** begin Available records **

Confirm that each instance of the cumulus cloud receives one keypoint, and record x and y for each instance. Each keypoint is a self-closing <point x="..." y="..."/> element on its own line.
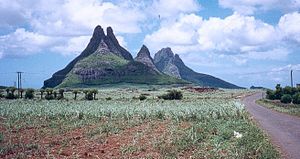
<point x="289" y="26"/>
<point x="22" y="42"/>
<point x="179" y="35"/>
<point x="171" y="8"/>
<point x="237" y="36"/>
<point x="61" y="26"/>
<point x="252" y="6"/>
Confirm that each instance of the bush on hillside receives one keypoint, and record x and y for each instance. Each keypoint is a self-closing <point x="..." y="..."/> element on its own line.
<point x="142" y="97"/>
<point x="89" y="95"/>
<point x="172" y="95"/>
<point x="270" y="94"/>
<point x="286" y="98"/>
<point x="29" y="94"/>
<point x="296" y="98"/>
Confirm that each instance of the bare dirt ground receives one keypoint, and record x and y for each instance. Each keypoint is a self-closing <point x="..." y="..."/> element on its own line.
<point x="283" y="129"/>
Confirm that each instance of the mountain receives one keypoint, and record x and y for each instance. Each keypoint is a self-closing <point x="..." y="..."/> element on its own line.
<point x="104" y="61"/>
<point x="171" y="64"/>
<point x="144" y="57"/>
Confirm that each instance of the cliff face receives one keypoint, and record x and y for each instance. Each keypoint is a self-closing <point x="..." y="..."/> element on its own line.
<point x="104" y="61"/>
<point x="98" y="36"/>
<point x="171" y="64"/>
<point x="144" y="57"/>
<point x="164" y="61"/>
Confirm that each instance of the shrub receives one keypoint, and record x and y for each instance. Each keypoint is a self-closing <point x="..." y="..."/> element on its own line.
<point x="142" y="97"/>
<point x="94" y="92"/>
<point x="270" y="94"/>
<point x="108" y="98"/>
<point x="75" y="92"/>
<point x="296" y="98"/>
<point x="61" y="93"/>
<point x="286" y="98"/>
<point x="29" y="94"/>
<point x="278" y="92"/>
<point x="21" y="92"/>
<point x="172" y="95"/>
<point x="10" y="93"/>
<point x="1" y="93"/>
<point x="42" y="92"/>
<point x="49" y="97"/>
<point x="89" y="95"/>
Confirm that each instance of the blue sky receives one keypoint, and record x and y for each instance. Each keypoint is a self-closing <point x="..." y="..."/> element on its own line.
<point x="245" y="42"/>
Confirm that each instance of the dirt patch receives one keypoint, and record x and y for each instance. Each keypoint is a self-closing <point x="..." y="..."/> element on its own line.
<point x="40" y="142"/>
<point x="200" y="89"/>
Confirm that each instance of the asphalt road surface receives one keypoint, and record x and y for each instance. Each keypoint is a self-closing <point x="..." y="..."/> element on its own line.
<point x="283" y="129"/>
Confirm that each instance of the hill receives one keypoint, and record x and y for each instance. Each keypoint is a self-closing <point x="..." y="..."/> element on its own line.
<point x="171" y="64"/>
<point x="104" y="61"/>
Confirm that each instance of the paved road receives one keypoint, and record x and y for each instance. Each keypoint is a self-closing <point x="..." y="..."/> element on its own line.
<point x="283" y="129"/>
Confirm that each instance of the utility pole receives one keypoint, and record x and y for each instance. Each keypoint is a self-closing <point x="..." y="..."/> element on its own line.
<point x="292" y="78"/>
<point x="19" y="81"/>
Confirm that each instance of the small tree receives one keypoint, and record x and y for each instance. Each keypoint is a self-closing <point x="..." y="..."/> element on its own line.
<point x="85" y="93"/>
<point x="287" y="90"/>
<point x="94" y="92"/>
<point x="10" y="93"/>
<point x="49" y="94"/>
<point x="61" y="93"/>
<point x="55" y="94"/>
<point x="29" y="94"/>
<point x="296" y="98"/>
<point x="278" y="92"/>
<point x="42" y="93"/>
<point x="1" y="93"/>
<point x="286" y="98"/>
<point x="172" y="95"/>
<point x="270" y="94"/>
<point x="89" y="95"/>
<point x="75" y="92"/>
<point x="21" y="92"/>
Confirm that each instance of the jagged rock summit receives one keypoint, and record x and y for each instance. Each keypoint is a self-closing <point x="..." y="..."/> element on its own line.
<point x="164" y="61"/>
<point x="104" y="61"/>
<point x="144" y="57"/>
<point x="171" y="64"/>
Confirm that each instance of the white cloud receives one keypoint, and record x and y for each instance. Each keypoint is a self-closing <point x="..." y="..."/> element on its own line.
<point x="12" y="14"/>
<point x="74" y="45"/>
<point x="289" y="26"/>
<point x="235" y="34"/>
<point x="171" y="8"/>
<point x="179" y="35"/>
<point x="252" y="6"/>
<point x="22" y="42"/>
<point x="79" y="17"/>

** end Available records **

**What to do:** Shift every point coordinate by 64 in the stretch from the line containing "Confirm that each instance of the white" through the end of the lines, and write that stretch out again with the lines carrying requests kept in place.

**Correct response:**
Confirm that each instance of the white cloud receives one keypoint, and record x and y for each instance. Each keypoint is a self-closing <point x="..." y="..."/> element on its own line.
<point x="76" y="78"/>
<point x="138" y="109"/>
<point x="353" y="90"/>
<point x="299" y="98"/>
<point x="235" y="72"/>
<point x="243" y="99"/>
<point x="316" y="70"/>
<point x="86" y="106"/>
<point x="143" y="81"/>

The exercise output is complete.